Il senso del governo per l’editoria (prima parte: crisi del sistema e difesa del pluralismo)

Come l’attuale governo giallorosso vuole affrontare e risolvere i problemi del comparto editoriale.

Cerchiamo di capire il presente e il futuro dell’editoria prefigurati dal governo Conte-2, tramite le linee guida dell’impegno istituzionale e politico dell’Esecutivo tracciate da Andrea Martella, Sottosegretario alla Presidenza del Consiglio dei ministri con delega all’editoria, nella Audizione informale svolta presso la Commissione Cultura della Camera dei Deputati.

Per titolare questa serie di otto articoli che verranno man mano proposti, abbiamo preso in prestito l’intestazione di un romanzo di Peter Høeg (Il senso di Smilla per la neve), da cui è stato tratto l’omonimo e famoso film del 1997 di Bille August, con Julia Ormond.

In questa prima parte, Martella esamina la crisi generale del comparto e la modifica delle politiche a difesa dell’informazione.

1. La crisi del sistema editoriale e il necessario cambio di paradigma a difesa del pluralismo

Il sistema editoriale attraversa da almeno un decennio una crisi finanziaria profonda, che ha ormai assunto caratteri strutturali, soprattutto per la stampa quotidiana e periodica.

A fronte di una diffusione dei quotidiani in Italia che si attestava a 5,5 milioni di copie nel 2007, sono oggi circa 2 milioni le copie giornaliere rilevate dagli ultimi dati FIEG.
_ _ _ _ _ _ _
» **Compiti da svolgere**:
A: Ricopia dall'articolo sull'editoria il passo che inizia con "In questa prima" e termina con "quotidiana e periodica.".
B: Mostra ogni riga che contiene la stringa "tree".
L'articolo sull'editoria e le righe che seguono non hanno alcun collegamento tra loro.

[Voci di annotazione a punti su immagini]
_ _ _ _ _ _ _
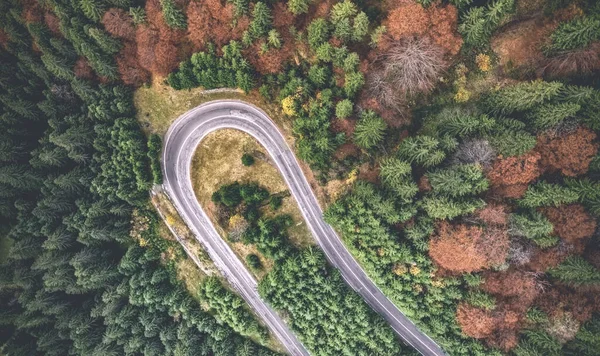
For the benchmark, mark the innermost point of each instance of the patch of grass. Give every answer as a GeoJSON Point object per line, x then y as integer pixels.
{"type": "Point", "coordinates": [217, 162]}
{"type": "Point", "coordinates": [158, 105]}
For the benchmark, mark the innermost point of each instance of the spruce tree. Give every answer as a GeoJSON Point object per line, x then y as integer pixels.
{"type": "Point", "coordinates": [369, 130]}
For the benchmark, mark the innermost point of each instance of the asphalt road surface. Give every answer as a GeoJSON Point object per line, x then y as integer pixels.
{"type": "Point", "coordinates": [180, 143]}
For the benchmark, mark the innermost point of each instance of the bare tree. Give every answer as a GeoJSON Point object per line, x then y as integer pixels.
{"type": "Point", "coordinates": [475, 151]}
{"type": "Point", "coordinates": [411, 66]}
{"type": "Point", "coordinates": [519, 252]}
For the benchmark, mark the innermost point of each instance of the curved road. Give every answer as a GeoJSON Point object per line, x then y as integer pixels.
{"type": "Point", "coordinates": [180, 143]}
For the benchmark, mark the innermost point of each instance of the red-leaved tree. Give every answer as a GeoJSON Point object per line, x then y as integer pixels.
{"type": "Point", "coordinates": [570, 154]}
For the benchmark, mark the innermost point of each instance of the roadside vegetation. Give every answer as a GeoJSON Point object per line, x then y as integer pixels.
{"type": "Point", "coordinates": [452, 143]}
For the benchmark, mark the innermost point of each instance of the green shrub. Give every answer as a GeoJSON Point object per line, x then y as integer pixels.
{"type": "Point", "coordinates": [547, 194]}
{"type": "Point", "coordinates": [370, 130]}
{"type": "Point", "coordinates": [154, 151]}
{"type": "Point", "coordinates": [247, 160]}
{"type": "Point", "coordinates": [479, 23]}
{"type": "Point", "coordinates": [343, 109]}
{"type": "Point", "coordinates": [275, 202]}
{"type": "Point", "coordinates": [575, 34]}
{"type": "Point", "coordinates": [254, 262]}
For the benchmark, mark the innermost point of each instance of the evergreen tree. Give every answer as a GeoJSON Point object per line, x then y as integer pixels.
{"type": "Point", "coordinates": [576, 271]}
{"type": "Point", "coordinates": [173, 16]}
{"type": "Point", "coordinates": [318, 32]}
{"type": "Point", "coordinates": [522, 96]}
{"type": "Point", "coordinates": [422, 150]}
{"type": "Point", "coordinates": [298, 7]}
{"type": "Point", "coordinates": [369, 130]}
{"type": "Point", "coordinates": [241, 7]}
{"type": "Point", "coordinates": [550, 115]}
{"type": "Point", "coordinates": [575, 34]}
{"type": "Point", "coordinates": [343, 109]}
{"type": "Point", "coordinates": [479, 23]}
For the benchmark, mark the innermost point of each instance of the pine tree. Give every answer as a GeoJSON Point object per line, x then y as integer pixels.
{"type": "Point", "coordinates": [369, 130]}
{"type": "Point", "coordinates": [522, 96]}
{"type": "Point", "coordinates": [535, 226]}
{"type": "Point", "coordinates": [458, 180]}
{"type": "Point", "coordinates": [241, 7]}
{"type": "Point", "coordinates": [422, 150]}
{"type": "Point", "coordinates": [274, 39]}
{"type": "Point", "coordinates": [575, 34]}
{"type": "Point", "coordinates": [439, 207]}
{"type": "Point", "coordinates": [93, 9]}
{"type": "Point", "coordinates": [343, 109]}
{"type": "Point", "coordinates": [547, 194]}
{"type": "Point", "coordinates": [397, 175]}
{"type": "Point", "coordinates": [298, 7]}
{"type": "Point", "coordinates": [550, 115]}
{"type": "Point", "coordinates": [353, 82]}
{"type": "Point", "coordinates": [318, 32]}
{"type": "Point", "coordinates": [480, 23]}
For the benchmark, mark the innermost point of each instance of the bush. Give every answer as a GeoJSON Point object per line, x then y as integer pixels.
{"type": "Point", "coordinates": [547, 194]}
{"type": "Point", "coordinates": [298, 7]}
{"type": "Point", "coordinates": [576, 271]}
{"type": "Point", "coordinates": [575, 34]}
{"type": "Point", "coordinates": [479, 23]}
{"type": "Point", "coordinates": [463, 248]}
{"type": "Point", "coordinates": [534, 226]}
{"type": "Point", "coordinates": [254, 262]}
{"type": "Point", "coordinates": [247, 160]}
{"type": "Point", "coordinates": [208, 70]}
{"type": "Point", "coordinates": [275, 202]}
{"type": "Point", "coordinates": [343, 109]}
{"type": "Point", "coordinates": [318, 32]}
{"type": "Point", "coordinates": [522, 96]}
{"type": "Point", "coordinates": [571, 154]}
{"type": "Point", "coordinates": [173, 16]}
{"type": "Point", "coordinates": [154, 151]}
{"type": "Point", "coordinates": [423, 150]}
{"type": "Point", "coordinates": [457, 181]}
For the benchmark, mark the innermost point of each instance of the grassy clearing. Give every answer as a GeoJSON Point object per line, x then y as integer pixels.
{"type": "Point", "coordinates": [217, 161]}
{"type": "Point", "coordinates": [158, 105]}
{"type": "Point", "coordinates": [193, 272]}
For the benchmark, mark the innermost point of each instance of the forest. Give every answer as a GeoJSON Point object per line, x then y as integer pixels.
{"type": "Point", "coordinates": [453, 143]}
_ _ _ _ _ _ _
» **Risposte ai compiti**:
A:
In questa prima parte, Martella esamina la crisi generale del comparto e la modifica delle politiche a difesa dell’informazione.

1. La crisi del sistema editoriale e il necessario cambio di paradigma a difesa del pluralismo

Il sistema editoriale attraversa da almeno un decennio una crisi finanziaria profonda, che ha ormai assunto caratteri strutturali, soprattutto per la stampa quotidiana e periodica.

B:
For the benchmark, mark the innermost point of each instance of the spruce tree. Give every answer as a GeoJSON Point object per line, x then y as integer pixels.
For the benchmark, mark the innermost point of each instance of the bare tree. Give every answer as a GeoJSON Point object per line, x then y as integer pixels.
For the benchmark, mark the innermost point of each instance of the red-leaved tree. Give every answer as a GeoJSON Point object per line, x then y as integer pixels.
For the benchmark, mark the innermost point of each instance of the evergreen tree. Give every answer as a GeoJSON Point object per line, x then y as integer pixels.
For the benchmark, mark the innermost point of each instance of the pine tree. Give every answer as a GeoJSON Point object per line, x then y as integer pixels.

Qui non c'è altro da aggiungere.